> [ФРАГМЕНТ ТЕКСТА]:
▼▼▼
Но если все таки принять во внимание, что эльфы и орки составляют разные народы, то войны Средиземья приобретают скорее колониальный характер – немногочисленные джентльмены истребляют злобных дикарей тысячами и не испытывают при этом ничего, кроме радости. Воинское превосходство светлых витязей над дикарями вполне укладывается в ситуацию колониальных войн – равно как войн рыцарской конницы против взбунтовавшихся крестьянских масс.
Грубость и жестокость орков служат в книге Толкиена как бы доказательством того, что они злодеи. Позиция более чем удобная для колонизаторов: дикари виновны в своей дикости, колониальные войны оказываются, таким образом, чуть ли не актом возмездия. Как верно отмечали Хоркхаймер и Адорно, "первобытные формы поведения, на которые наложила табу цивилизация, будучи трансформированными в деструктивные под стигмой зверства, продолжали вести подспудное существование" 225), и поэтому не делающий никаких скидок на отсталость морализм не различает дикарей заморских стран от простонародья собственной страны; и те и другие нарушители табу, нарушение табу роднит их с метафизическим злом.
▲▲▲
> [ЧТО СДЕЛАТЬ]: Что, согласно фрагменту о войнах Средиземья, служит в книге Толкиена как бы доказательством того, что орки — злодеи? Записи для работы не нужны.

[Извлечённые записи]
▼▼▼
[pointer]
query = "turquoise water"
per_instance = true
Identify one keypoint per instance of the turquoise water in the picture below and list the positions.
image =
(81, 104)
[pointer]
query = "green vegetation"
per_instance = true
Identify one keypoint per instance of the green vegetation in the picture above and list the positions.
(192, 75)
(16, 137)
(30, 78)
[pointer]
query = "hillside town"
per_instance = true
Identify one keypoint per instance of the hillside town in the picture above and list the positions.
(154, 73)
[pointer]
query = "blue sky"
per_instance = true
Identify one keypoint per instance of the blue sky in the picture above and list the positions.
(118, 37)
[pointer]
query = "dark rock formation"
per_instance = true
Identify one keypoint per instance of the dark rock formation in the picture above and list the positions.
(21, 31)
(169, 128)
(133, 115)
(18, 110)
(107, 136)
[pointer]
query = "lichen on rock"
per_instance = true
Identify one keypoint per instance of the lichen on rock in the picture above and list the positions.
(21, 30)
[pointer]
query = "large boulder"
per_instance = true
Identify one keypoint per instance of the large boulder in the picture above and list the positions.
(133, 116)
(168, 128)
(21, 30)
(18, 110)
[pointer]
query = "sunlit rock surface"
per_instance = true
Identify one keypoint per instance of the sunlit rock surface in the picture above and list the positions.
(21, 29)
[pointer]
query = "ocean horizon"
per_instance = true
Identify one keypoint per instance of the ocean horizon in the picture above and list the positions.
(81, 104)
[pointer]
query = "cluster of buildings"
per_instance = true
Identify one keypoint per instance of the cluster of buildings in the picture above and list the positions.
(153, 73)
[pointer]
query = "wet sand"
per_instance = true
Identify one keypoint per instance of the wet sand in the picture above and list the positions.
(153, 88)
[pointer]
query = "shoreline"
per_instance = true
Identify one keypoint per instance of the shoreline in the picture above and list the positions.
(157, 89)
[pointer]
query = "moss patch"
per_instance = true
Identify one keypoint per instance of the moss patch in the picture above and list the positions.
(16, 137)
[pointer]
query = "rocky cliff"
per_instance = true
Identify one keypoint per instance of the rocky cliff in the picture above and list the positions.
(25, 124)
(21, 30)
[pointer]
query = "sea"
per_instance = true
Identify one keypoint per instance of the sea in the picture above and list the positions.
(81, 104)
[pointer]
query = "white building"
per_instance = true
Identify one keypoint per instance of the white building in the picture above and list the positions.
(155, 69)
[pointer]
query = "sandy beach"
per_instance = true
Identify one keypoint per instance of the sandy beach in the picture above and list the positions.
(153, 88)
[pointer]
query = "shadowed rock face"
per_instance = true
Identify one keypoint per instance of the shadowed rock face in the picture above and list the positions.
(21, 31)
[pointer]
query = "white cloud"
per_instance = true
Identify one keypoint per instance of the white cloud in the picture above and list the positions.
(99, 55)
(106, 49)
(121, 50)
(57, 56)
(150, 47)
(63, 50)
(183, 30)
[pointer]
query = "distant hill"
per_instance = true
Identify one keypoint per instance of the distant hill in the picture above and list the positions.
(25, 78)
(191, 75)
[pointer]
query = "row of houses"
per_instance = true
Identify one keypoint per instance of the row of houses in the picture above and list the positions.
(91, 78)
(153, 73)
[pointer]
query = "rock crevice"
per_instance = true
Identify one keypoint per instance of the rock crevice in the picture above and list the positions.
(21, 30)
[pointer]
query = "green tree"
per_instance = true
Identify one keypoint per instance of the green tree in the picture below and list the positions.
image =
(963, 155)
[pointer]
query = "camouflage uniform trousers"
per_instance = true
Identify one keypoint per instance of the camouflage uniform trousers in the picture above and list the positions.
▲▲▲
> [РЕШЕНИЕ ЗАДАНИЯ]: Грубость и жестокость орков.